§ **TEXT SECTION**
Showing posts with label 1972 '53 Topps Reprint. Show all posts
Showing posts with label 1972 '53 Topps Reprint. Show all posts

Saturday, March 16, 2024

We Pass The Savings On To You

Friend o'the Archive Mike Savage recently sent along some significant lists of specials from Woody Gelman's Card Collectors Company, issued but a mere fifty years (!) ago. There is some excellent information contained in these flyers about a brace of test issues which feature some of the toughest items Topps ever put out and show how CCC was used as as one of their conduits for unsalable overstock.

Today let's take a look at Specials of the Month list #4, which came riding along with a more traditional CCC catalog in this handily postmarked envelope:


I don't have a copy to show from my collection but that would have been Catalog #26 in there, dated January 15, 1974.  The list of specials is a wonder to behold:


In order, from the top we get a series of older insert and oddball sets being bled off, plus some excess from Woody's personal stock of tobacco cards.  The 1951 Red Backs were still being stocked, almost a quarter-century after their issue (and 1952 reissue)-impressive!  The tobacco cards were from the T205 and T206 sets and would have been alien to most of the CCC audience.  The 1959 Fleer Ted Williams set was not, as we have learned in the sixty-five years since it's issue, "very scarce" and in fact is quite common.  Even the elusive card #68, which was pulled over a rights issue with Topps involving the use of Bucky Harris's image, has been graded in abundance over at PSA, with 1,140 slabbed and counting.

§ **INFORMATION SHOWN**
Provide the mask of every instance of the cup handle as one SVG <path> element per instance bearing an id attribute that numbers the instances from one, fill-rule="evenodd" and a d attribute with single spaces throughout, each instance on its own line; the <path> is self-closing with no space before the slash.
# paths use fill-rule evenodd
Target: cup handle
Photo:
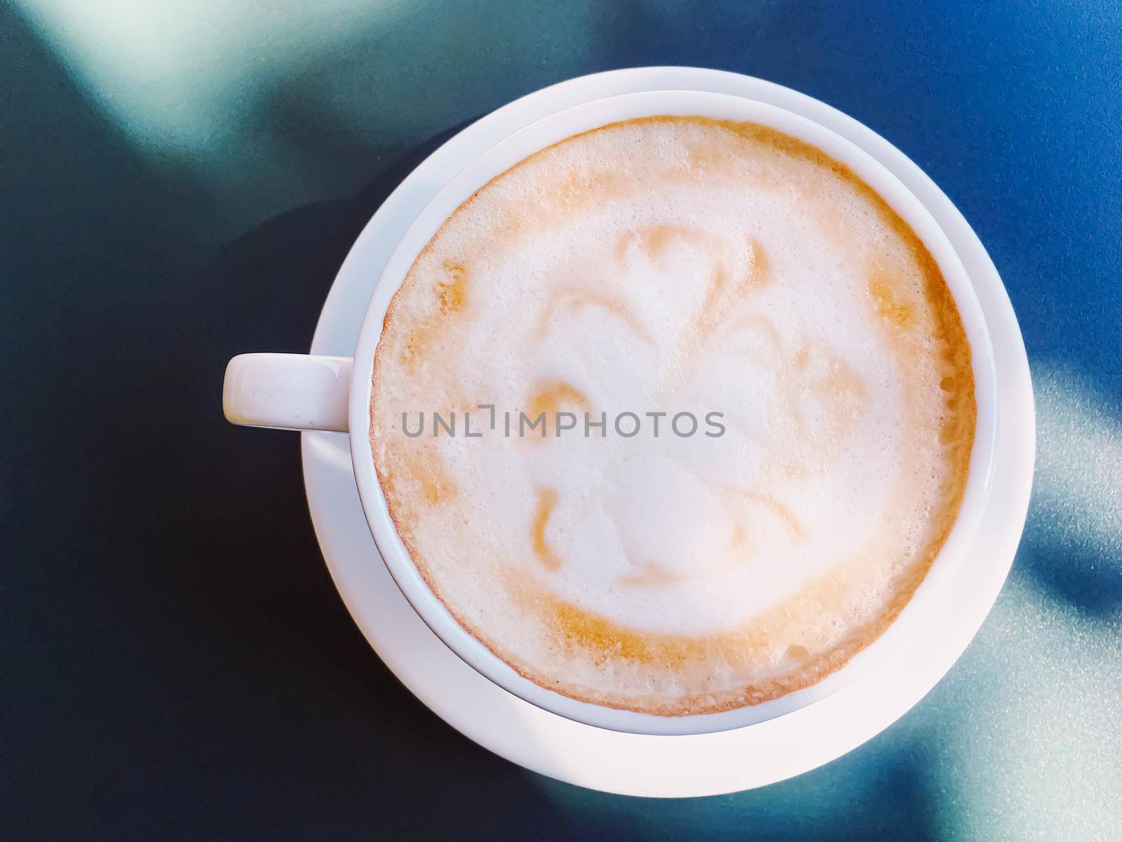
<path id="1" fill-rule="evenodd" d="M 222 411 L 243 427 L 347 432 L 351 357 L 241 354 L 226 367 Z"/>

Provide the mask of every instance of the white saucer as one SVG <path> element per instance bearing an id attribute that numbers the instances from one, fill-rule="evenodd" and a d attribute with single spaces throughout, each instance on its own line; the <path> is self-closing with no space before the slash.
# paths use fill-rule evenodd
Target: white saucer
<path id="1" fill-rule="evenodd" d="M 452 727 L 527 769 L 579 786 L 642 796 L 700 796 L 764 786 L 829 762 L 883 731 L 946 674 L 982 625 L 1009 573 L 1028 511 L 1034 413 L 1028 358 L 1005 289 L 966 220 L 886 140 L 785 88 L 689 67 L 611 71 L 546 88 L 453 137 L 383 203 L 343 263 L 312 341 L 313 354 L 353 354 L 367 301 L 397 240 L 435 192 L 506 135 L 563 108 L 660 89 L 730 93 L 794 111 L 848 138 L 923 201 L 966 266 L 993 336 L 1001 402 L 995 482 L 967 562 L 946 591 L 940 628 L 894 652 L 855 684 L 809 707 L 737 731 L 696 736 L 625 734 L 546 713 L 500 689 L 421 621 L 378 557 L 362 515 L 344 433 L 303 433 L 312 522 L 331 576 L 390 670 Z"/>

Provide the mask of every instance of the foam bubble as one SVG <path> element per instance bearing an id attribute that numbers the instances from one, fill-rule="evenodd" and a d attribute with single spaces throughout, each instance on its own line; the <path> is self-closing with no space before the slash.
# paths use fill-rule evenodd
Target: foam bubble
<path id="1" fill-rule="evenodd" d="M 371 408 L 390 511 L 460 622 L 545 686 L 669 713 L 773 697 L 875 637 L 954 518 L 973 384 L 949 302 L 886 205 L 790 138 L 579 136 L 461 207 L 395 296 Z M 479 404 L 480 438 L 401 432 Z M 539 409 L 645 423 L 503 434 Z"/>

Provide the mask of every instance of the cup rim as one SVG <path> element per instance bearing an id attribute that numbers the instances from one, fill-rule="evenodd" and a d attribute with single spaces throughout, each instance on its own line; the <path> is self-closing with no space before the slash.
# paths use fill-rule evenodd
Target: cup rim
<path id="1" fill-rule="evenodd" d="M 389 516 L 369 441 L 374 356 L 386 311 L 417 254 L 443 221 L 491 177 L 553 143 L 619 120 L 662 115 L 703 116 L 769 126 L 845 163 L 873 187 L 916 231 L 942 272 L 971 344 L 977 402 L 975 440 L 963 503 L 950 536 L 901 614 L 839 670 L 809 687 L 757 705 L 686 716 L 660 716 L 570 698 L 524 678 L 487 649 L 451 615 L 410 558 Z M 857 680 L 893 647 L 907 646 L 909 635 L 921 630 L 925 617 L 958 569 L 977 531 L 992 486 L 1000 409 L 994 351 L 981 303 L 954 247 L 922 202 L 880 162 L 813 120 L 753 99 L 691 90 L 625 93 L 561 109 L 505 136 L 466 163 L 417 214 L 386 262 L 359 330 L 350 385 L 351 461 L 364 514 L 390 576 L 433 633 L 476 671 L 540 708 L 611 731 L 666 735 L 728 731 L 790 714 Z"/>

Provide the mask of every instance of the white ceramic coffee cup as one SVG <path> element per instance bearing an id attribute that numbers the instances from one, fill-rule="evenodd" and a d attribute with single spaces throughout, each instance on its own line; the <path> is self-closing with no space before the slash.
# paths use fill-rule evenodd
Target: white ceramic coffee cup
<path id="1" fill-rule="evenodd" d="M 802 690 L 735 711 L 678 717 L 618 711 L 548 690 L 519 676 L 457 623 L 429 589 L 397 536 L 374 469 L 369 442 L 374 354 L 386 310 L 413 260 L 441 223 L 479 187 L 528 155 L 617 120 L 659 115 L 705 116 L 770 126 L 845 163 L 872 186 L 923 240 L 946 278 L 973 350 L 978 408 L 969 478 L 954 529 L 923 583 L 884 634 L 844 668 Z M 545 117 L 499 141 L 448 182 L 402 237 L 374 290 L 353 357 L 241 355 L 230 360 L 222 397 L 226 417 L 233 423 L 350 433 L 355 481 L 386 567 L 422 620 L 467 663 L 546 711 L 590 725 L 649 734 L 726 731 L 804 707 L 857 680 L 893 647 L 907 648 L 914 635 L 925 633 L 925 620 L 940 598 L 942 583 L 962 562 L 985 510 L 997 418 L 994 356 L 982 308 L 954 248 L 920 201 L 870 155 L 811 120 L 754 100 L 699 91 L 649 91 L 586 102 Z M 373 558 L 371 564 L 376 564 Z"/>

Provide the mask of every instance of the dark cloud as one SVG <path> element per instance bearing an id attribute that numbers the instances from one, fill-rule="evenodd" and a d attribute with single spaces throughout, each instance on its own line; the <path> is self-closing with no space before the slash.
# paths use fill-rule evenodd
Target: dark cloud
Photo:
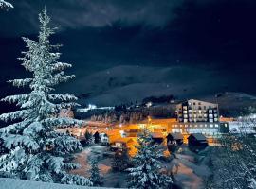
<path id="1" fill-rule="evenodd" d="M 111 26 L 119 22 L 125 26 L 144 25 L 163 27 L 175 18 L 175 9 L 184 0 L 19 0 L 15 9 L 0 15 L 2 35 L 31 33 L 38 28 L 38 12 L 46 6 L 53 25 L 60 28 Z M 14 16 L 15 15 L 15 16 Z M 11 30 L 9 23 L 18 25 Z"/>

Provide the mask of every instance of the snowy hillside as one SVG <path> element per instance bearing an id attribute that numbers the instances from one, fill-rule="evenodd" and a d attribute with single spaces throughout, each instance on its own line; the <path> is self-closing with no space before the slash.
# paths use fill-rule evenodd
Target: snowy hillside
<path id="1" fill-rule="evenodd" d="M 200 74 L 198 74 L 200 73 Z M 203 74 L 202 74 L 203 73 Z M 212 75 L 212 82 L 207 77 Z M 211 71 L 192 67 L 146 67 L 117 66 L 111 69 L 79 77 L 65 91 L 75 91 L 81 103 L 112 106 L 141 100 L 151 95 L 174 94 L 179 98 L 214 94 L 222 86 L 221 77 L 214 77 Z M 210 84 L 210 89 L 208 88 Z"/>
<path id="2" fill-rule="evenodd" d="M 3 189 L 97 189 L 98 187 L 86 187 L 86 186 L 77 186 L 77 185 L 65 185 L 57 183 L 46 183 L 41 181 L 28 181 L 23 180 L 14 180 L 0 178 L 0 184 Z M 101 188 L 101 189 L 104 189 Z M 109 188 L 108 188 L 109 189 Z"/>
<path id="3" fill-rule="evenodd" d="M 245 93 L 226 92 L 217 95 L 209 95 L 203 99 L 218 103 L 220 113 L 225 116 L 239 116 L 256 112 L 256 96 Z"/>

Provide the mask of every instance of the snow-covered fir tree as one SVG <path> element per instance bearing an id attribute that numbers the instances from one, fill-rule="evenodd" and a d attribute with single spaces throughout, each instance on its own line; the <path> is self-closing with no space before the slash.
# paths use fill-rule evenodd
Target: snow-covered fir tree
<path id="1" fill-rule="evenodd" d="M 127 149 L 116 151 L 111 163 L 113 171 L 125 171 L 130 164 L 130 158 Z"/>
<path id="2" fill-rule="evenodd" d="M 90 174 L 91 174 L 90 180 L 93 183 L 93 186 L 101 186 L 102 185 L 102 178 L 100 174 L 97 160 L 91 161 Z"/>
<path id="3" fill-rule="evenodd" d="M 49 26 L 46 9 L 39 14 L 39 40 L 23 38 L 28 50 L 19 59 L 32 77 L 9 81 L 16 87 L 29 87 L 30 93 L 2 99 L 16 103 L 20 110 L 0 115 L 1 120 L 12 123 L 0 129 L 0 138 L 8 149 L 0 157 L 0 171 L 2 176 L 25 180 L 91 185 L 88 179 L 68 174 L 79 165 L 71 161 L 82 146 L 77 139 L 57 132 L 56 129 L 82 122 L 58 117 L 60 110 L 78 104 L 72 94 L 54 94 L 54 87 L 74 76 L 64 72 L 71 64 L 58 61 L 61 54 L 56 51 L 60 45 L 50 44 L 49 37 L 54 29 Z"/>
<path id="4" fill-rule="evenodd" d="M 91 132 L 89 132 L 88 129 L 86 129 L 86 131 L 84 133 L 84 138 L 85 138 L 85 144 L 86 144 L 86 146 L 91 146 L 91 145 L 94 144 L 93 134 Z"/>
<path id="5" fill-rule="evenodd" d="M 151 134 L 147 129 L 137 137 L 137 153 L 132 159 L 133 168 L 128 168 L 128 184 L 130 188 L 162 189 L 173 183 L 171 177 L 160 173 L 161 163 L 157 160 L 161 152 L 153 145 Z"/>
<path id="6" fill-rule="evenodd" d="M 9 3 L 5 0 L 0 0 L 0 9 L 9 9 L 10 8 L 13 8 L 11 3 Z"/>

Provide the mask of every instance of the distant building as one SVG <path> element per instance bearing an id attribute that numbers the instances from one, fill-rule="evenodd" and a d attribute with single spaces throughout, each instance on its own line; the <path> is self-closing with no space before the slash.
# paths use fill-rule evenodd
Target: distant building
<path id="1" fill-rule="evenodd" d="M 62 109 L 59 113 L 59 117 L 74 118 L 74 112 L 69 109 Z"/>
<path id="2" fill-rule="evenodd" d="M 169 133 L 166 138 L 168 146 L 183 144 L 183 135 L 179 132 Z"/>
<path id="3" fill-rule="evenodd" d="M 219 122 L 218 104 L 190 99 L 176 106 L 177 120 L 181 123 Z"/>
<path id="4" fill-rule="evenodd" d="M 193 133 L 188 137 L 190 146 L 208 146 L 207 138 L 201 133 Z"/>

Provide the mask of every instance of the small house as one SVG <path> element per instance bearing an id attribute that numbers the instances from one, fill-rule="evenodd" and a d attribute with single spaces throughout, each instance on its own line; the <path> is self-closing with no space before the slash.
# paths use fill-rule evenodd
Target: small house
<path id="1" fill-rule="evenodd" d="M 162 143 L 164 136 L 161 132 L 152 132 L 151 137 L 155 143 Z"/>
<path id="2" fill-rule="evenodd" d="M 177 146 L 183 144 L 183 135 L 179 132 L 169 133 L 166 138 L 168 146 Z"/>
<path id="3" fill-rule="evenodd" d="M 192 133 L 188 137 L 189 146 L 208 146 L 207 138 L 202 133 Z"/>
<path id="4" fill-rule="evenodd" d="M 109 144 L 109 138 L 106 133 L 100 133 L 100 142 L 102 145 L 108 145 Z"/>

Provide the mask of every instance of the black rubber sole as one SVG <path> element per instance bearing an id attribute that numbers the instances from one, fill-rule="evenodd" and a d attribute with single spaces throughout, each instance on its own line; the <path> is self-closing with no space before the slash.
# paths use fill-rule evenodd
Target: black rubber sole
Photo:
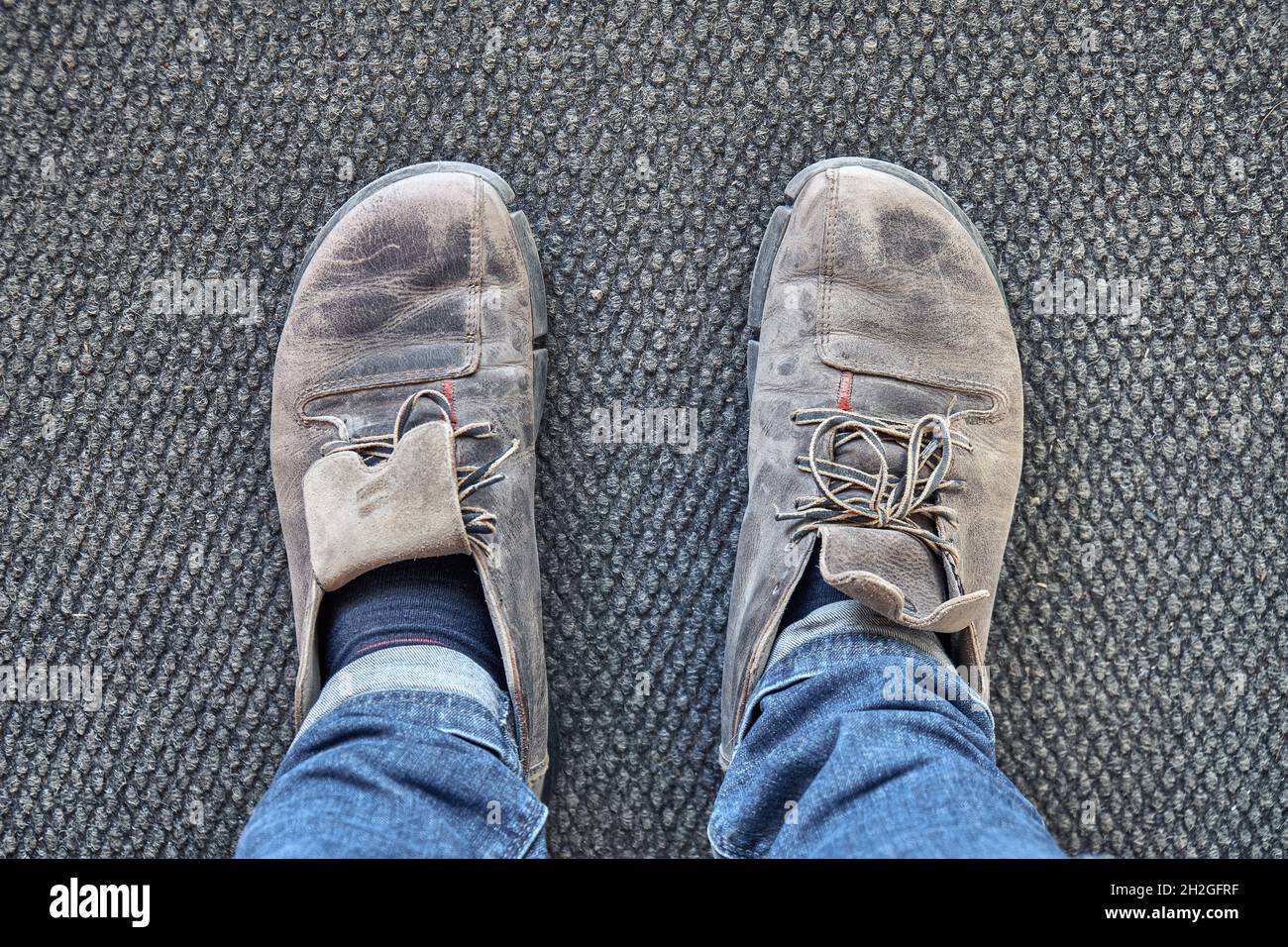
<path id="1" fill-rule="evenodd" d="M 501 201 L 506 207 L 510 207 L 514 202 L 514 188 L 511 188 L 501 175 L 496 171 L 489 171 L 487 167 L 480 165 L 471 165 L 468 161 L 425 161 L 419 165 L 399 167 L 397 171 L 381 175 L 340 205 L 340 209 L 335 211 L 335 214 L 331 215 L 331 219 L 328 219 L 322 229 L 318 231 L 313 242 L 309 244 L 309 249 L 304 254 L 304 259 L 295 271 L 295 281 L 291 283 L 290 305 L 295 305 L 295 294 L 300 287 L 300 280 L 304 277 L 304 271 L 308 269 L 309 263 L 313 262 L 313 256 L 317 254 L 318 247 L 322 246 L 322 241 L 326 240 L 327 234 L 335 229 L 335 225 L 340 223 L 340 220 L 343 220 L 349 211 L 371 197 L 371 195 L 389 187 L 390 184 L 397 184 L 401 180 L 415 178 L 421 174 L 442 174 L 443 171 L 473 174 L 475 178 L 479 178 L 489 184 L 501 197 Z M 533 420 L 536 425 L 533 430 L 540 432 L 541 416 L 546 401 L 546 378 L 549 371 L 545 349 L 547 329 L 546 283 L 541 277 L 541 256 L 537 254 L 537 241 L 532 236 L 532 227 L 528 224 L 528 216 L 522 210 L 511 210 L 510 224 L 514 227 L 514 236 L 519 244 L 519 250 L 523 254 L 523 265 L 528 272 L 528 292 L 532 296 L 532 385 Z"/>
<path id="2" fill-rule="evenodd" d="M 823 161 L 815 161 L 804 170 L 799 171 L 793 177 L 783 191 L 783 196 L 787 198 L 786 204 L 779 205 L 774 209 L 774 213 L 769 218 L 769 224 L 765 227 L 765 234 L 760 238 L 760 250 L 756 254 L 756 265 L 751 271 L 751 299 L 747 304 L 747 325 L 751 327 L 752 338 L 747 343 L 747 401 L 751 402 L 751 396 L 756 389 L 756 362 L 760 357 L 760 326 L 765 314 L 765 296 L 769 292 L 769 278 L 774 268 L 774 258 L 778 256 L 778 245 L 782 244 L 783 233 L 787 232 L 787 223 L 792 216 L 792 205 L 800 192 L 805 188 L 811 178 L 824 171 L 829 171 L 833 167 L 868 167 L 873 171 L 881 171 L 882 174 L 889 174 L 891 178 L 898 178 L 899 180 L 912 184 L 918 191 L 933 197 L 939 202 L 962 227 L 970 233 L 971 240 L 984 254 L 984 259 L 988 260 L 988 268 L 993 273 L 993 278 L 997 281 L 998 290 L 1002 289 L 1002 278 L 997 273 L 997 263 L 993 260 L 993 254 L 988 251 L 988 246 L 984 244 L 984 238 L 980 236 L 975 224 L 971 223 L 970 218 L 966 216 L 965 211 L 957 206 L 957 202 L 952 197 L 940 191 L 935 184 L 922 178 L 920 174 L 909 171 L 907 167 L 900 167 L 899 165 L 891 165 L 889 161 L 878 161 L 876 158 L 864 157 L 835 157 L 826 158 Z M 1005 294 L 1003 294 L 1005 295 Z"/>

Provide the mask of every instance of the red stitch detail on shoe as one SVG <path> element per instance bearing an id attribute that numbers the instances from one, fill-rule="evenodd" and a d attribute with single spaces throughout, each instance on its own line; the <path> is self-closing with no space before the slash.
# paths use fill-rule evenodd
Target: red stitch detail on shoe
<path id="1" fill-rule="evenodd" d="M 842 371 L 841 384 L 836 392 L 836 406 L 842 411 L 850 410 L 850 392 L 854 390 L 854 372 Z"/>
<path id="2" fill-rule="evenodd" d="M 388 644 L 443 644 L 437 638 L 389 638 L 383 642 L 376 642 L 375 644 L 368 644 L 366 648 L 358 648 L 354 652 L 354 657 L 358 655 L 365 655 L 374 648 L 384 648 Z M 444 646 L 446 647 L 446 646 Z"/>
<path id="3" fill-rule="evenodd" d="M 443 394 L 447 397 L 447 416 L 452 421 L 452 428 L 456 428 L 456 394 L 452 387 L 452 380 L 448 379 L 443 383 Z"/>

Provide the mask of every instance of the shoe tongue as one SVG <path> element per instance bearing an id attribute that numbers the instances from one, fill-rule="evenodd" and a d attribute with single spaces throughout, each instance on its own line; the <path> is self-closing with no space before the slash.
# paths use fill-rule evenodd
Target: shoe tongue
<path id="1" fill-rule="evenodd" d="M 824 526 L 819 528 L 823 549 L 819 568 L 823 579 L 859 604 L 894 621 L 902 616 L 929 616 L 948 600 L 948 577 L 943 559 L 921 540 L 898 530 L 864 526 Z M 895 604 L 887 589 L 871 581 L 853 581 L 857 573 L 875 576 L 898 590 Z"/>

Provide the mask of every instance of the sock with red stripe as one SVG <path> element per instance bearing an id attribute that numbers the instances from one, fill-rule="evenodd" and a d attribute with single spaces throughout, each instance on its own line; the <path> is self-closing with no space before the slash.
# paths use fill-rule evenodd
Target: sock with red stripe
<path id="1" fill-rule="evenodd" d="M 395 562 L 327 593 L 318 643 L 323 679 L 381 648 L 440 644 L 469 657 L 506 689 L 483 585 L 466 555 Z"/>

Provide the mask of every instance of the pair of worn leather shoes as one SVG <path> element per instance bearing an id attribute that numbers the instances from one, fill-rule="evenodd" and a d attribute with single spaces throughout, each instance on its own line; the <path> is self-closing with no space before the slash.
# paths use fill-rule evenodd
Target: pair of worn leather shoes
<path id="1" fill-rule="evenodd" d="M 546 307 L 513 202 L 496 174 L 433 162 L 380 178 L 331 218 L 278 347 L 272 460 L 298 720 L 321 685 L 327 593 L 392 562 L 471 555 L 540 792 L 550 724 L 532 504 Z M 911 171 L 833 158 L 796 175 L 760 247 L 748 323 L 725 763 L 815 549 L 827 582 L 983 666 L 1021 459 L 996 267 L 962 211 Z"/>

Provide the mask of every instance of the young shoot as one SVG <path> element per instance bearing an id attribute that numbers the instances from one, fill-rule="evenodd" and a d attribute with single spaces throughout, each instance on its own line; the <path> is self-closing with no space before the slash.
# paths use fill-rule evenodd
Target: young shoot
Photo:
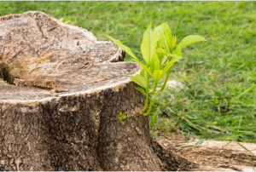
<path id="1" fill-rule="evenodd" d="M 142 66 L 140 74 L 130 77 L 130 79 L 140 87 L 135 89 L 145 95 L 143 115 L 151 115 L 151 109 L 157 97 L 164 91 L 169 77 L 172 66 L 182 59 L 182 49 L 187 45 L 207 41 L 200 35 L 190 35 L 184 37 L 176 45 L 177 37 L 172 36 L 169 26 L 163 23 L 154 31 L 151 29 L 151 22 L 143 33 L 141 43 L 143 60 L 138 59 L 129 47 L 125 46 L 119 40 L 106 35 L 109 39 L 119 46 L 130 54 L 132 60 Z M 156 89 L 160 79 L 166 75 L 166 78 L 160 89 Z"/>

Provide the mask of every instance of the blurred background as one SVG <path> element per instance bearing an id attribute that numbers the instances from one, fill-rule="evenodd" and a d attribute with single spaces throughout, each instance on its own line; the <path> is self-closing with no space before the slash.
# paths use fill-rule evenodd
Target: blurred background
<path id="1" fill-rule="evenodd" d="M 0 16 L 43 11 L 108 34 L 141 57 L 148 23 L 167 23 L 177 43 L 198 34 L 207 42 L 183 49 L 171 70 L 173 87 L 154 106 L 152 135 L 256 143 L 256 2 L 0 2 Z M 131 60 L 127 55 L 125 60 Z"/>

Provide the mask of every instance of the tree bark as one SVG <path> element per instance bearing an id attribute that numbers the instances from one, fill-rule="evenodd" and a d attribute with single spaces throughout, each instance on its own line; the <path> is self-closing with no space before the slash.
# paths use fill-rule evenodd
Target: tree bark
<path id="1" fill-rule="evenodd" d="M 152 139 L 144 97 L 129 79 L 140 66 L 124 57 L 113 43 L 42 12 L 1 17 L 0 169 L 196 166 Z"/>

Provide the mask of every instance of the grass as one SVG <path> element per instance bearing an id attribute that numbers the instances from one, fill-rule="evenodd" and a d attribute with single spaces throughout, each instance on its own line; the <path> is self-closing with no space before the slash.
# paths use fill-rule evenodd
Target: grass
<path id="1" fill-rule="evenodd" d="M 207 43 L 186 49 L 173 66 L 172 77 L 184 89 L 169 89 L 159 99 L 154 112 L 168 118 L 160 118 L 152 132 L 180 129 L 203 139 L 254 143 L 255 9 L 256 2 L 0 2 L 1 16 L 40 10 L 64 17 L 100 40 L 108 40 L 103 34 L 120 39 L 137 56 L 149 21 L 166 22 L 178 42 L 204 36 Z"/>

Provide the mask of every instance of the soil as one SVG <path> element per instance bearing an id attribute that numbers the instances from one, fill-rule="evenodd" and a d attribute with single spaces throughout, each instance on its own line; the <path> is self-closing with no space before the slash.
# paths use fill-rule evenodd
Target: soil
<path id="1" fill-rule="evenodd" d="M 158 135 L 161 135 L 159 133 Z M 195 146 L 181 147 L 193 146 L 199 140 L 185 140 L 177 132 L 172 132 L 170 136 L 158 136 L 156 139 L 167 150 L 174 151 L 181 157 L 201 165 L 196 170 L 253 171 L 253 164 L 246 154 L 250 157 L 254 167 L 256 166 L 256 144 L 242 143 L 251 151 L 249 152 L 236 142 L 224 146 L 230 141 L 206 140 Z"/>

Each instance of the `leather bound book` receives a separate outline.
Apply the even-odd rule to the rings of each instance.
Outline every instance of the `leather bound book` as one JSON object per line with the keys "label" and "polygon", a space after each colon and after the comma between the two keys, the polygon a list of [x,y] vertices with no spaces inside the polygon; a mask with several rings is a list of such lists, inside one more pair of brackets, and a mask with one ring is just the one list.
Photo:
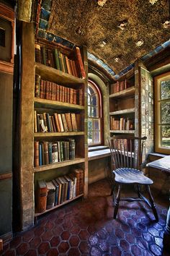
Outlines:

§ **SET EXERCISE A**
In the card collecting post, how many copies of card #68 from the 1959 Fleer Ted Williams set have been graded at PSA?
§ **SET EXERCISE B**
Recast the records, starting at the first line and ending at the line containing "222 411 L 243", as a Markdown table with the columns Row and Record line, one row per line with blank lines left out. Omit the pictures from your table.

§ **COMPLETE ANSWER A**
1,140, and counting.

§ **COMPLETE ANSWER B**
| Row | Record line |
|---|---|
| 1 | Provide the mask of every instance of the cup handle as one SVG <path> element per instance bearing an id attribute that numbers the instances from one, fill-rule="evenodd" and a d attribute with single spaces throughout, each instance on its own line; the <path> is self-closing with no space before the slash. |
| 2 | # paths use fill-rule evenodd |
| 3 | Target: cup handle |
| 4 | Photo: |
| 5 | <path id="1" fill-rule="evenodd" d="M 222 411 L 243 427 L 347 432 L 351 357 L 241 354 L 226 367 Z"/> |